[Position identification records]
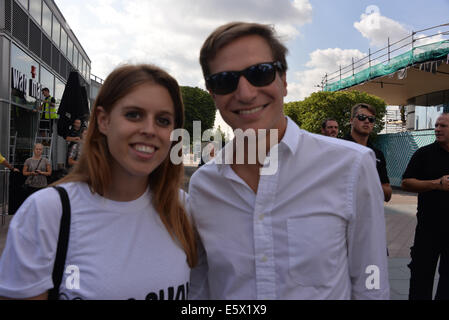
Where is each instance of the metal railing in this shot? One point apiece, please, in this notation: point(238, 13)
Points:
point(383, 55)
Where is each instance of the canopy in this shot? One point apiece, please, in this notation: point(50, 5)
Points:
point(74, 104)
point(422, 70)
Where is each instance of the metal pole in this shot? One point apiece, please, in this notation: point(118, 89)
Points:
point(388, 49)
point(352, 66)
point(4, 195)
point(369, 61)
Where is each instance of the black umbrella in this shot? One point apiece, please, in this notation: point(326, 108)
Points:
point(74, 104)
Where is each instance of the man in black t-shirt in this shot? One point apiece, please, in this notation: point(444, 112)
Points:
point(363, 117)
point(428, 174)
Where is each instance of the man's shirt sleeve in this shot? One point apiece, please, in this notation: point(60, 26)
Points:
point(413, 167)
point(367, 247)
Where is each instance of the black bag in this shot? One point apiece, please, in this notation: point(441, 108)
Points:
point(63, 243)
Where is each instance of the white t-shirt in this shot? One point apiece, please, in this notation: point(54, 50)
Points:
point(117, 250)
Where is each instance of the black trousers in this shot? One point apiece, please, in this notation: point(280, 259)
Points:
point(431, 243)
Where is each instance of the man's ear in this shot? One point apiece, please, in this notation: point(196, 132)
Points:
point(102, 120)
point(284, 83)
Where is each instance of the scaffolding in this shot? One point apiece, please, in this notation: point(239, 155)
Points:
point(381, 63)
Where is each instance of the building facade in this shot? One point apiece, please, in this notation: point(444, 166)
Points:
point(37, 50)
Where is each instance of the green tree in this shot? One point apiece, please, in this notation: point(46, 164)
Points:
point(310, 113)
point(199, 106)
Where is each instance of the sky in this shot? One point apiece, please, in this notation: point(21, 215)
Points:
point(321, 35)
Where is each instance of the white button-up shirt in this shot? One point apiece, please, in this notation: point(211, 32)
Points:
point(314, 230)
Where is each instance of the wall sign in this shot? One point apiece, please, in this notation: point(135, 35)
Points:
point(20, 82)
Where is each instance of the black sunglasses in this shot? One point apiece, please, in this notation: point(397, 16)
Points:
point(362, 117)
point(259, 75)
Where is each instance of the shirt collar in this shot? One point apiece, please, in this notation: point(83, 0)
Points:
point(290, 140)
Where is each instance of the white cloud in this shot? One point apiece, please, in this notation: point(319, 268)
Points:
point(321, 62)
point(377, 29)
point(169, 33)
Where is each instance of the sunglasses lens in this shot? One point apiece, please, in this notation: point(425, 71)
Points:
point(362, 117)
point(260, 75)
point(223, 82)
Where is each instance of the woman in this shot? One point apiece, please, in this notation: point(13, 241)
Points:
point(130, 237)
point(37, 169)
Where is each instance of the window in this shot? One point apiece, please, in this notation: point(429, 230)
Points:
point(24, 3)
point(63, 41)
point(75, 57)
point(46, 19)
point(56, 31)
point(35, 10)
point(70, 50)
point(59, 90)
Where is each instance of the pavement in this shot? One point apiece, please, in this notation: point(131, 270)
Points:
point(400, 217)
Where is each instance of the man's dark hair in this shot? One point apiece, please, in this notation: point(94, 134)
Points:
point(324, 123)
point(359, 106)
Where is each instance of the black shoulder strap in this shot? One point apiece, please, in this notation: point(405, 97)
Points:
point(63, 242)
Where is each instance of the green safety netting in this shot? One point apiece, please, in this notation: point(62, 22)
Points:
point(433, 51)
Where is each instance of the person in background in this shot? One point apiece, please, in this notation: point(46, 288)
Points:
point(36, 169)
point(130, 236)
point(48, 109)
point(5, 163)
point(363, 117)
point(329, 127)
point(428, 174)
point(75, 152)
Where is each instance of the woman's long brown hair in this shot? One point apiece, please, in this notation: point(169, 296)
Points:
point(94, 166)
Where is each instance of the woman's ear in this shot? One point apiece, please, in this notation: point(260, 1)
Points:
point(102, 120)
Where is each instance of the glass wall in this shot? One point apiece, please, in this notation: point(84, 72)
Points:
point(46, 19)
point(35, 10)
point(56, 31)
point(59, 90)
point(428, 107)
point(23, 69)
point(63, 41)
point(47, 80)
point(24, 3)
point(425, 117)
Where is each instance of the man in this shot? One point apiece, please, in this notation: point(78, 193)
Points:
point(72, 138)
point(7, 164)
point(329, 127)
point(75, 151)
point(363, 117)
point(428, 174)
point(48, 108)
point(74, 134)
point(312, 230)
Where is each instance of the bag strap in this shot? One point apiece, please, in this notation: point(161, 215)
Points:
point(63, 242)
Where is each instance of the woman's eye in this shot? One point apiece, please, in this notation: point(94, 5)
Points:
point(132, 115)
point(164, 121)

TASK STATEMENT:
Repeat the material above in full and exactly, apart from the pictures.

SOLUTION TO THIS TASK:
Where is each instance of the metal railing in this shot? One point apiece, please, in this notation: point(238, 13)
Points:
point(383, 55)
Where is each instance of the canopy in this shot? One point apiece, please, in this notation: point(50, 5)
Points:
point(74, 104)
point(422, 70)
Where is each instance of the metal pole in this shot? One point apiece, please, in this notation: point(118, 89)
Points:
point(388, 49)
point(352, 66)
point(4, 195)
point(369, 61)
Where is each instance of the black umbrella in this shot? One point apiece, please, in this notation: point(326, 108)
Points:
point(74, 104)
Where is each instance of the man in black t-shirt in this shot? One point apiece, please, in this notation: point(444, 112)
Points:
point(363, 117)
point(428, 174)
Where is each instance of the man's shirt sleeve in this shot? One point apiece, please, in this notation: point(60, 26)
Points:
point(413, 167)
point(367, 247)
Where is each instance of the black bag in this shot? One point apiece, please, in this notation: point(441, 108)
Points:
point(63, 243)
Where is each instance of the white t-shirt in this shot? One point apiece, please, in this notation: point(54, 50)
Points:
point(117, 250)
Where is each instance of the black trousers in this shot? One point apiece, please, in this notation: point(280, 259)
Points:
point(431, 243)
Where is each instance of the man's ear in this shot? One point apiece, please, in this notation: point(196, 132)
Points:
point(102, 120)
point(284, 83)
Where is each instance of the scaffolding in this shot? One point apiece, please, in this notation: point(239, 155)
Points:
point(381, 63)
Where is each instance of the building facade in this shot? One point apiece, please, in this notation: point(444, 166)
Points:
point(37, 50)
Where is each instance of the green tree in this shot? One point apiece, please, in this notation: point(46, 164)
Points:
point(310, 113)
point(199, 106)
Where is each instance of the sky in this shot? One point apiece, please, in this notation: point(21, 215)
Points:
point(321, 35)
Where is each instance of the white button-up shirt in this shot? One point apiece, please, in this notation: point(211, 32)
Points:
point(314, 230)
Where is each instance of the wall sign in this shot? One point apiece, please, in this notation: point(135, 35)
Points:
point(20, 82)
Where is each instance of the black sunglasses in this shot? One point apiece, please, in this notation: point(397, 16)
Points:
point(362, 117)
point(259, 75)
Where is each instance of the shirt collar in this shot? One point apiece, please, in this notation: point(83, 0)
Points:
point(290, 140)
Where is each instance of the white cloud in this shot? One point apiece, please, in this notation: point(319, 268)
Points:
point(321, 62)
point(377, 29)
point(169, 33)
Where is each instance of the sunglasses lens in this shot? One point apiece, please, in this notation: point(425, 71)
Points:
point(362, 117)
point(260, 75)
point(223, 82)
Where is each instance of the woman in this shot? One point apiece, please, in this notation: point(13, 241)
Points:
point(130, 237)
point(37, 169)
Where is each instance of the window in this shot? One point apiece, please, in this notation: point(429, 230)
Points:
point(24, 3)
point(63, 41)
point(75, 57)
point(46, 19)
point(56, 31)
point(35, 10)
point(70, 50)
point(59, 90)
Where is each instance of the pavement in this shot? One point apiece, please, in this notation: point(131, 270)
Points:
point(400, 217)
Where is each instance of the man's dark hair in this shot? One point apiece, please, in this notation: point(94, 134)
Points:
point(324, 123)
point(359, 106)
Where is each instance of the black shoulder strap in this shot? One point apiece, please, in this notation: point(405, 97)
Points:
point(63, 242)
Where is each instance of the green safety netting in this shot? One point apiece, please, in this notation: point(62, 22)
Points:
point(433, 51)
Where is each instance of the person in background in this shot? One point apiece, please, in this notation: point(46, 288)
Points:
point(36, 169)
point(130, 236)
point(48, 109)
point(5, 163)
point(363, 117)
point(329, 127)
point(428, 174)
point(75, 152)
Where is each instance of the woman's long brown hair in this shot? One point apiece, please, in this notation: point(169, 296)
Points:
point(94, 166)
Where is each instance of the woman's ear in this shot? One point apiece, please, in this notation: point(260, 1)
Points:
point(102, 120)
Where is each instance of the glass wall in this shot? One point apiece, please, in this notation: point(84, 72)
Points:
point(46, 19)
point(35, 10)
point(56, 31)
point(59, 90)
point(428, 107)
point(23, 69)
point(63, 41)
point(47, 80)
point(24, 3)
point(425, 117)
Where is each instance of the man in this shot? One point apiece, please, in this notation: point(78, 193)
Points:
point(72, 138)
point(7, 164)
point(329, 127)
point(75, 151)
point(363, 117)
point(428, 174)
point(48, 108)
point(74, 134)
point(312, 230)
Where is each instance of the bag strap in this shot? One point apiece, please, in this notation: point(161, 215)
Points:
point(63, 242)
Where is each instance of the woman's eye in this shot? One point apiece, please, in this notation: point(94, 5)
Points:
point(132, 115)
point(164, 121)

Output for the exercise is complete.